*Supplied entries*.
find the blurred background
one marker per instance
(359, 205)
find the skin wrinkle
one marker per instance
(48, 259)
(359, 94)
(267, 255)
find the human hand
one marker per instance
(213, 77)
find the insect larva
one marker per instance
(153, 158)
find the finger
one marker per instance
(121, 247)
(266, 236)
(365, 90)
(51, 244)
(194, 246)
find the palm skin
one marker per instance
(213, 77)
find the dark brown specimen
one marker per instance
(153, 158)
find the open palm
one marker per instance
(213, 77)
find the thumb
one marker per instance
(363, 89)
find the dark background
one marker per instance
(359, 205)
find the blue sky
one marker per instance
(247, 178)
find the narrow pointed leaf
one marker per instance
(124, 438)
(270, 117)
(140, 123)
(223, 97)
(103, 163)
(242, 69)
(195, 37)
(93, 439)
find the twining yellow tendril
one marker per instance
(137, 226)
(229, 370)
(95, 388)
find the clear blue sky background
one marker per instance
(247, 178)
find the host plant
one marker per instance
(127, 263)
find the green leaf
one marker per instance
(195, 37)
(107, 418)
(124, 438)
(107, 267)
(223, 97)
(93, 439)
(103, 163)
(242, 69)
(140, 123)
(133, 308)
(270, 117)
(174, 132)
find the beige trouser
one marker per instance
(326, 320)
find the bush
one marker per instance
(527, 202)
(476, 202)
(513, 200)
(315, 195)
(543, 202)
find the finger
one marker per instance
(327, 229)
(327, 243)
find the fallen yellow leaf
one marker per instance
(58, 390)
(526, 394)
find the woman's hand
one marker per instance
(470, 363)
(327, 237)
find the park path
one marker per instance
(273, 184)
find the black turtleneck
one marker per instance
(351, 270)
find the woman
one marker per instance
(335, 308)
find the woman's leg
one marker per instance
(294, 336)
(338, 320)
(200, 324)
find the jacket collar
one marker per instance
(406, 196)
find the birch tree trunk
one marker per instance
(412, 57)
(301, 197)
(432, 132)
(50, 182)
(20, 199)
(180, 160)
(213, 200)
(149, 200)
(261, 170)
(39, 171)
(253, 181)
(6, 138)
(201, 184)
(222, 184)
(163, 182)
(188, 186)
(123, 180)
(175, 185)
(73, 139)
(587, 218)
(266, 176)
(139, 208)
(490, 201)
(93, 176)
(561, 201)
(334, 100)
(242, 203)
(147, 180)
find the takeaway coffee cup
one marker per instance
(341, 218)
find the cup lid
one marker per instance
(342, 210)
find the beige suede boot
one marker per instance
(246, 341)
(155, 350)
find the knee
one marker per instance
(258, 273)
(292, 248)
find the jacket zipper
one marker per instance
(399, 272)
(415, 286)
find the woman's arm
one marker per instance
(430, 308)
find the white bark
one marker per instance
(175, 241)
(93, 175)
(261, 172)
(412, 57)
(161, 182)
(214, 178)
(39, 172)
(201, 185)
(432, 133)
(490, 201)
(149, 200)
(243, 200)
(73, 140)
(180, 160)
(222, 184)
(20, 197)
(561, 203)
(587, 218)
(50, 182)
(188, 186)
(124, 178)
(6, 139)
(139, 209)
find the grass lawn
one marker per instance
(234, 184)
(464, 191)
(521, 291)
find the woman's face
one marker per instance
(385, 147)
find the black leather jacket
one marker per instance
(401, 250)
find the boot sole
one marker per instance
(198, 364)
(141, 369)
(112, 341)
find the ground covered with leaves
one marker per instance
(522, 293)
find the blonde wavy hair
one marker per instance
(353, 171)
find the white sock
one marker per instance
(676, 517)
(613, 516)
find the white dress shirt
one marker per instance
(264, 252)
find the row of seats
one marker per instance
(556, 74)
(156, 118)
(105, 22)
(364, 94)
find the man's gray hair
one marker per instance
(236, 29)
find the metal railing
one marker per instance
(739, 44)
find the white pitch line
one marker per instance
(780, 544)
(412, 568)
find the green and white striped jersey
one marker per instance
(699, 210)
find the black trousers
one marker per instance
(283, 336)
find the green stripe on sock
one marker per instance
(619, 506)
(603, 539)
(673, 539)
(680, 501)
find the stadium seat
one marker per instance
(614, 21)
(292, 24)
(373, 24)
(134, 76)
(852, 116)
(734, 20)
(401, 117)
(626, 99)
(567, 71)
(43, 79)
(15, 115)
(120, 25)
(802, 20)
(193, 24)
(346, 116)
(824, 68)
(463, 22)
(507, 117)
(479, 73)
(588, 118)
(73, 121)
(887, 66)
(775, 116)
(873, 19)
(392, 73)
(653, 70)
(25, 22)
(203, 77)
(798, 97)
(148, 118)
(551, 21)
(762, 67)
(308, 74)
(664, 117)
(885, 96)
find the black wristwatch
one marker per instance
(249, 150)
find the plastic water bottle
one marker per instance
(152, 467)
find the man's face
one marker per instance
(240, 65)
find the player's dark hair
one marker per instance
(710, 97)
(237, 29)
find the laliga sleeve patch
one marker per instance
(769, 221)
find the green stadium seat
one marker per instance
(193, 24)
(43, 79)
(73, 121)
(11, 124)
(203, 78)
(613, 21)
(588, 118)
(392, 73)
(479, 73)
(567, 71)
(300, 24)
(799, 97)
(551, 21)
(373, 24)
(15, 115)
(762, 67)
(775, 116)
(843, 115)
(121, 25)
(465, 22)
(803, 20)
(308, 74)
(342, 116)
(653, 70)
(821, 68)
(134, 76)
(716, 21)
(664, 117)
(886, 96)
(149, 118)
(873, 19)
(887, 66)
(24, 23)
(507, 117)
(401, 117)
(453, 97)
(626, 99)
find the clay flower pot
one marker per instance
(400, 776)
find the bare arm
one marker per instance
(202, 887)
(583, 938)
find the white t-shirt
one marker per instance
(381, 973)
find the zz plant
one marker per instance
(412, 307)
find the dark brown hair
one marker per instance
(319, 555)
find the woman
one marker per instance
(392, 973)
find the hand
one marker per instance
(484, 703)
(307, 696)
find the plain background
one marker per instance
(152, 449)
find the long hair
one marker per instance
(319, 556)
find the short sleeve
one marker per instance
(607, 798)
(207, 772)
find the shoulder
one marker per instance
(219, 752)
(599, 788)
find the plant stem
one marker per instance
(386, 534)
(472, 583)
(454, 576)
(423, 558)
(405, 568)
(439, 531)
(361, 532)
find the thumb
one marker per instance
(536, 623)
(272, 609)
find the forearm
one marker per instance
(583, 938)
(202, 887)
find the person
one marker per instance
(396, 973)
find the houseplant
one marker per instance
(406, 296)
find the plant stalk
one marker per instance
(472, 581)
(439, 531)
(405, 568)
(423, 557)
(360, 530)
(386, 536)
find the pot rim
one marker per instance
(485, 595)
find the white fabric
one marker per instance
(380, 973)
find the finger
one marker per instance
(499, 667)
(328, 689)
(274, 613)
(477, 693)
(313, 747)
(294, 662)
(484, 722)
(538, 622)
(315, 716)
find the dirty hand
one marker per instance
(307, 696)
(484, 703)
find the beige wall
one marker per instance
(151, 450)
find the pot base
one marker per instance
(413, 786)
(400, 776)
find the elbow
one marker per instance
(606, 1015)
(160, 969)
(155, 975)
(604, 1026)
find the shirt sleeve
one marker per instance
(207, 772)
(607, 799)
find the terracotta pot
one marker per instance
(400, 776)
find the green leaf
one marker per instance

*What to produce*. Repeat the material above in full, exactly as it stands.

*Task response*.
find the blurred background
one marker per instance
(359, 205)
find the skin wrinkle
one marker per instance
(48, 259)
(359, 94)
(267, 255)
find the human hand
one marker per instance
(213, 77)
find the insect larva
one marker per instance
(153, 158)
find the finger
one marker per instance
(121, 247)
(266, 236)
(365, 90)
(51, 244)
(194, 246)
find the palm skin
one marker per instance
(213, 77)
find the dark brown specimen
one marker per instance
(153, 158)
find the open palm
one marker per instance
(213, 77)
find the thumb
one marker per instance
(363, 89)
find the dark background
one marker per instance
(359, 205)
find the blue sky
one marker per instance
(247, 178)
find the narrow pointed leaf
one marker per instance
(124, 438)
(270, 117)
(140, 123)
(223, 97)
(103, 163)
(242, 69)
(195, 37)
(93, 439)
find the twining yellow tendril
one marker per instance
(137, 226)
(229, 370)
(95, 388)
find the clear blue sky background
one marker per instance
(247, 178)
find the host plant
one marker per instance
(127, 263)
find the green leaf
one marker per instance
(195, 37)
(107, 418)
(124, 438)
(107, 267)
(223, 97)
(93, 439)
(103, 163)
(242, 69)
(140, 123)
(133, 308)
(270, 117)
(174, 132)
find the beige trouser
one marker per instance
(326, 320)
find the bush
one marker per instance
(527, 202)
(476, 202)
(513, 200)
(315, 195)
(543, 202)
find the finger
one marker per instance
(327, 229)
(327, 243)
find the fallen yellow leaf
one marker per instance
(58, 390)
(526, 394)
find the woman's hand
one marker per instance
(470, 363)
(327, 237)
find the park path
one marker per instance
(273, 184)
find the black turtleneck
one marker per instance
(351, 270)
find the woman
one marker per instance
(335, 308)
find the woman's leg
one marker per instance
(294, 336)
(338, 320)
(200, 324)
find the jacket collar
one marker per instance
(406, 196)
find the birch tree trunk
one marker per instance
(412, 57)
(301, 197)
(432, 132)
(50, 182)
(20, 199)
(180, 160)
(213, 200)
(149, 200)
(261, 170)
(39, 171)
(253, 181)
(6, 138)
(201, 184)
(222, 184)
(163, 182)
(188, 186)
(123, 180)
(175, 185)
(73, 139)
(587, 218)
(266, 176)
(139, 208)
(490, 201)
(93, 176)
(561, 201)
(334, 100)
(242, 203)
(147, 180)
find the takeaway coffee cup
one marker per instance
(341, 218)
find the cup lid
one marker per instance
(342, 210)
find the beige suede boot
one marker per instance
(246, 341)
(155, 350)
find the knee
one marker per instance
(258, 273)
(292, 248)
find the jacket zipper
one marker per instance
(399, 272)
(415, 286)
find the woman's arm
one marker per instance
(430, 308)
find the white bark
one marker per instance
(175, 241)
(93, 175)
(261, 172)
(412, 57)
(161, 182)
(214, 178)
(39, 172)
(201, 185)
(432, 133)
(490, 201)
(149, 200)
(243, 200)
(73, 140)
(180, 160)
(222, 184)
(20, 197)
(561, 203)
(587, 218)
(50, 182)
(188, 186)
(124, 178)
(6, 139)
(139, 209)
find the grass lawn
one marker per instance
(234, 184)
(464, 191)
(521, 291)
find the woman's face
one marker per instance
(385, 147)
find the black leather jacket
one marker per instance
(401, 250)
find the boot sole
one marker per instance
(198, 364)
(141, 369)
(112, 341)
find the ground covered with leaves
one marker per instance
(522, 293)
find the blonde wavy hair
one marker per instance
(353, 171)
find the white sock
one marker per instance
(676, 517)
(613, 516)
find the white dress shirt
one marker per instance
(264, 252)
find the row of seats
one marker per instance
(556, 74)
(156, 118)
(105, 22)
(364, 94)
find the man's gray hair
one marker per instance
(236, 29)
find the metal railing
one marker per instance
(739, 44)
find the white pitch line
one marker per instance
(780, 544)
(412, 568)
find the green and white striped jersey
one marker per instance
(699, 210)
find the black trousers
one marker per instance
(283, 336)
find the green stripe on sock
one marker per instance
(619, 506)
(603, 539)
(673, 539)
(680, 501)
find the stadium seat
one marker per instance
(614, 21)
(292, 24)
(373, 24)
(134, 76)
(852, 116)
(734, 20)
(401, 117)
(626, 99)
(567, 71)
(43, 79)
(15, 115)
(120, 25)
(802, 20)
(193, 24)
(346, 116)
(824, 68)
(463, 22)
(507, 117)
(479, 73)
(588, 118)
(73, 121)
(887, 66)
(775, 116)
(873, 19)
(392, 73)
(653, 70)
(25, 22)
(203, 77)
(798, 97)
(148, 118)
(551, 21)
(762, 67)
(308, 74)
(664, 117)
(885, 96)
find the black wristwatch
one marker per instance
(249, 150)
find the plastic water bottle
one marker per instance
(152, 467)
find the man's face
one marker per instance
(240, 65)
find the player's dark hair
one marker per instance
(710, 97)
(237, 29)
find the laliga sleeve patch
one marker per instance
(769, 221)
find the green stadium seat
one marker per instance
(193, 24)
(43, 79)
(73, 121)
(11, 124)
(203, 78)
(613, 21)
(588, 118)
(392, 73)
(479, 73)
(567, 71)
(300, 24)
(799, 97)
(551, 21)
(373, 24)
(15, 115)
(762, 67)
(775, 116)
(843, 115)
(121, 25)
(465, 22)
(803, 20)
(308, 74)
(342, 116)
(653, 70)
(821, 68)
(134, 76)
(716, 21)
(664, 117)
(886, 96)
(149, 118)
(873, 19)
(887, 66)
(24, 23)
(507, 117)
(401, 117)
(453, 97)
(626, 99)
find the clay flower pot
one marker per instance
(400, 776)
find the bare arm
one marker per instance
(202, 887)
(583, 938)
find the white t-shirt
one marker per instance
(381, 973)
find the zz plant
one marker per instance
(412, 307)
find the dark brown hair
one marker per instance
(319, 555)
find the woman
one marker per instance
(392, 973)
find the hand
one marker per instance
(484, 703)
(307, 696)
find the plain background
one marker per instance
(152, 449)
find the long hair
one marker per instance
(319, 556)
find the short sleeve
one marker per instance
(607, 798)
(207, 772)
find the shoulder
one marker per instance
(219, 752)
(599, 788)
find the plant stem
one marker per instance
(386, 534)
(472, 583)
(454, 576)
(423, 558)
(405, 568)
(439, 531)
(361, 532)
find the thumb
one marker per instance
(536, 623)
(272, 609)
find the forearm
one marker per instance
(583, 938)
(202, 887)
find the person
one marker per instance
(396, 973)
find the houseplant
one marker per instance
(406, 296)
find the plant stalk
one marker per instance
(472, 581)
(439, 531)
(405, 568)
(423, 557)
(360, 530)
(386, 536)
find the pot rim
one marker per instance
(485, 595)
find the white fabric
one marker per instance
(380, 973)
find the finger
one marker per instance
(499, 667)
(328, 689)
(274, 613)
(477, 693)
(313, 747)
(294, 662)
(484, 722)
(538, 622)
(315, 716)
find the dirty hand
one marker per instance
(307, 696)
(484, 703)
find the beige wall
one marker per instance
(151, 450)
find the pot base
one marker per instance
(413, 786)
(400, 776)
find the elbow
one marker per instance
(606, 1015)
(160, 969)
(155, 975)
(604, 1026)
find the shirt sleeve
one marker per instance
(207, 772)
(607, 799)
find the terracotta pot
one marker per instance
(400, 776)
find the green leaf
one marker per instance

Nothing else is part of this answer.